Reproduce the listing below from its start down through the line containing "[[226, 183, 237, 195]]", substituting "Box" for each occurrence of "Outline" and keeping everything else unchanged. Leave the pictures out.

[Coordinate annotation entries]
━━━━━━━━

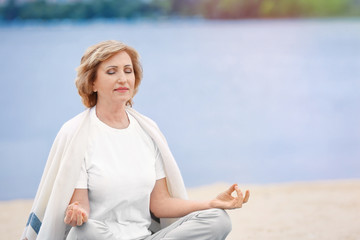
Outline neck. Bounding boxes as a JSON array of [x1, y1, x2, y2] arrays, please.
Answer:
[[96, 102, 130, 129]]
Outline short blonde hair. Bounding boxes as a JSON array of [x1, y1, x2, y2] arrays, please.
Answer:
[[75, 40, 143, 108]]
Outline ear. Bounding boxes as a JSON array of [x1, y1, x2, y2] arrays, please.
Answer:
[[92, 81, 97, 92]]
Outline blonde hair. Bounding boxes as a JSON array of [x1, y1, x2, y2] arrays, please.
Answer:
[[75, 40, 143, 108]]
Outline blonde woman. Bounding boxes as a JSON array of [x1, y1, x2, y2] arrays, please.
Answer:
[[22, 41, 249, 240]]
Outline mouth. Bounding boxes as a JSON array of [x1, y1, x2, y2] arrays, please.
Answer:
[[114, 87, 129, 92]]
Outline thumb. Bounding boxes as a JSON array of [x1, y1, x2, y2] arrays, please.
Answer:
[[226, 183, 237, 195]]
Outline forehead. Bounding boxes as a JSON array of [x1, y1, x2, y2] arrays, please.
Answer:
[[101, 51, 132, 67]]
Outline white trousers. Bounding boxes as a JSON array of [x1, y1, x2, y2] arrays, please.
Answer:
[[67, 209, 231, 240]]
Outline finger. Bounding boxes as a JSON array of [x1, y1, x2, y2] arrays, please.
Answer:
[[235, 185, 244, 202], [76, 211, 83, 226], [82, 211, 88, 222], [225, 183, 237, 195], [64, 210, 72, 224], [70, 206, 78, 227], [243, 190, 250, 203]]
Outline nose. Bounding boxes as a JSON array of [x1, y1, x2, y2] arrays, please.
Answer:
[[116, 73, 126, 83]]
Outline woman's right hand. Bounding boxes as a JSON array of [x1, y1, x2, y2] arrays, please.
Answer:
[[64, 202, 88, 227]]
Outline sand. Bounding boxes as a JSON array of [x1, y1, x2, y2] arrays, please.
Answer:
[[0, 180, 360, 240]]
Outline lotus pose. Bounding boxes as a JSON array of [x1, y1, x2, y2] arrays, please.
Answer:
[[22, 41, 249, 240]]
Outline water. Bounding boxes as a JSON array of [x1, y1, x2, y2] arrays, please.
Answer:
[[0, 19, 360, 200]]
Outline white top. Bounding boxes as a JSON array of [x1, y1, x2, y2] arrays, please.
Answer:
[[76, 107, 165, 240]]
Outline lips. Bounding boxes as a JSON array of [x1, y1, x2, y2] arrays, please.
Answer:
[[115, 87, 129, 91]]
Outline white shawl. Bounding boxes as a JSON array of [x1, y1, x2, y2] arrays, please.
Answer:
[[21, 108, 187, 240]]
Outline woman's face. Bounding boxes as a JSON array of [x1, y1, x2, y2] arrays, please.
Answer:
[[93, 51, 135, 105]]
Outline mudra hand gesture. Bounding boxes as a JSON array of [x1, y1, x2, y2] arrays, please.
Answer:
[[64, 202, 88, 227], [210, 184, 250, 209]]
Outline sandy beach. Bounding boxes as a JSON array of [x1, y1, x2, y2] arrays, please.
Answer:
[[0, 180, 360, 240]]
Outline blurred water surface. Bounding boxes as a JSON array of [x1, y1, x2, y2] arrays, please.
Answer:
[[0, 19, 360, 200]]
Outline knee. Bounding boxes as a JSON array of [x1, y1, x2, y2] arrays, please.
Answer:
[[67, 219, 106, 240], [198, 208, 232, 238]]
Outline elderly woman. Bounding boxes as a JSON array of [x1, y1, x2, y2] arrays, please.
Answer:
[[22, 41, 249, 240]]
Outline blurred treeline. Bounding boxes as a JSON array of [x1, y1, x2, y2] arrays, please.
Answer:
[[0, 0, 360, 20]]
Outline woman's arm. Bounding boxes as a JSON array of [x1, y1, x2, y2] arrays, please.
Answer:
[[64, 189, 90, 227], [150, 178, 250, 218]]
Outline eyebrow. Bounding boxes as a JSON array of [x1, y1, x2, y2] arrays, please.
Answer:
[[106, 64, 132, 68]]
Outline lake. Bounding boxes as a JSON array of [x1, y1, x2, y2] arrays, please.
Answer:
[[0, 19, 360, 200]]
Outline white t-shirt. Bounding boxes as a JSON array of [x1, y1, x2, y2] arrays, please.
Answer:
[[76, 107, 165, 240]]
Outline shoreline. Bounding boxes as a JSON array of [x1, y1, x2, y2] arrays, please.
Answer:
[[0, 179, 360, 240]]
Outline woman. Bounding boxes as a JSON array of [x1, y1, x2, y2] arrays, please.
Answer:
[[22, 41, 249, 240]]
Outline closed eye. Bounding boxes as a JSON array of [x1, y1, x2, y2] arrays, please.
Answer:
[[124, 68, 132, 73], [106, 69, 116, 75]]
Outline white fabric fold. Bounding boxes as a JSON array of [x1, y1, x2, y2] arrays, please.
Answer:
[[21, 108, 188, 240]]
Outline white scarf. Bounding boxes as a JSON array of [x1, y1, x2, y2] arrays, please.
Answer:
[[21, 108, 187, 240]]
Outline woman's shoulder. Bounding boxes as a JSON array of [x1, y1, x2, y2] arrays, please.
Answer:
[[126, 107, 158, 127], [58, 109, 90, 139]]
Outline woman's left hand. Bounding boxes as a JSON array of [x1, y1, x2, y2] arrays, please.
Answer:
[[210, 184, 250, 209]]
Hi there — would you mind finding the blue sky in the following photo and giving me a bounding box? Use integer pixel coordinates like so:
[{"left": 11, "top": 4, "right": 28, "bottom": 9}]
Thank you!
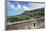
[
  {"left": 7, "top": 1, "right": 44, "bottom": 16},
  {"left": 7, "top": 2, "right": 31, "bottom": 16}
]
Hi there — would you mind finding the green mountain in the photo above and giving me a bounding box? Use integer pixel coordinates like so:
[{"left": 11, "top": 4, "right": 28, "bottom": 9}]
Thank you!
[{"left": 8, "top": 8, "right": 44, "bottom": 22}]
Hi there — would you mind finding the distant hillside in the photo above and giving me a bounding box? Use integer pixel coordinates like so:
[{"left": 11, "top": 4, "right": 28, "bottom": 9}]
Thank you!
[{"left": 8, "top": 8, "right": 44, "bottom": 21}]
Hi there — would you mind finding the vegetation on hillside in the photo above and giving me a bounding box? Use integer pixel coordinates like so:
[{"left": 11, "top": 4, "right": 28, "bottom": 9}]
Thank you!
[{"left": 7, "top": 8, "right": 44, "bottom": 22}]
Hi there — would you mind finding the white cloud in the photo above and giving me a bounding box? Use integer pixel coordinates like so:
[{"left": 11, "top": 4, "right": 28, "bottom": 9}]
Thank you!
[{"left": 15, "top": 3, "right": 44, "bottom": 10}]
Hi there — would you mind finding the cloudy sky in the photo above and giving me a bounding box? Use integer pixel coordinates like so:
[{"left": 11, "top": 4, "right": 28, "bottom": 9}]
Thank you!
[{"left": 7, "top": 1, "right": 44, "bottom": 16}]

━━━━━━━━

> **Answer to the exercise**
Box neck. Bounding boxes as a JSON array of [x1, y1, x2, y2] arrays, please.
Answer:
[[96, 102, 130, 129]]
Box short blonde hair. Bounding boxes as a JSON array of [x1, y1, x2, y2] arrays, please.
Answer:
[[75, 40, 143, 108]]
Box ear. Bounding boxes as a JSON array of [x1, y1, x2, y2] arrays, please.
Answer:
[[92, 81, 97, 92]]
Box blonde hair. Bounding boxes as a JSON array of [x1, y1, x2, y2] arrays, please.
Answer:
[[75, 40, 143, 108]]
Box blonde woman. Bounding boxes as a JSON array of [x1, y1, x2, y2] arrays, please.
Answer:
[[22, 41, 249, 240]]
Box mouth. Bounding boxes as a JSON array of [x1, y1, x2, y2] arrays, please.
Answer:
[[114, 87, 129, 92]]
Box thumb. Bounding boxes as a JSON array of [x1, y1, x2, y2] arrays, please.
Answer:
[[226, 183, 237, 195]]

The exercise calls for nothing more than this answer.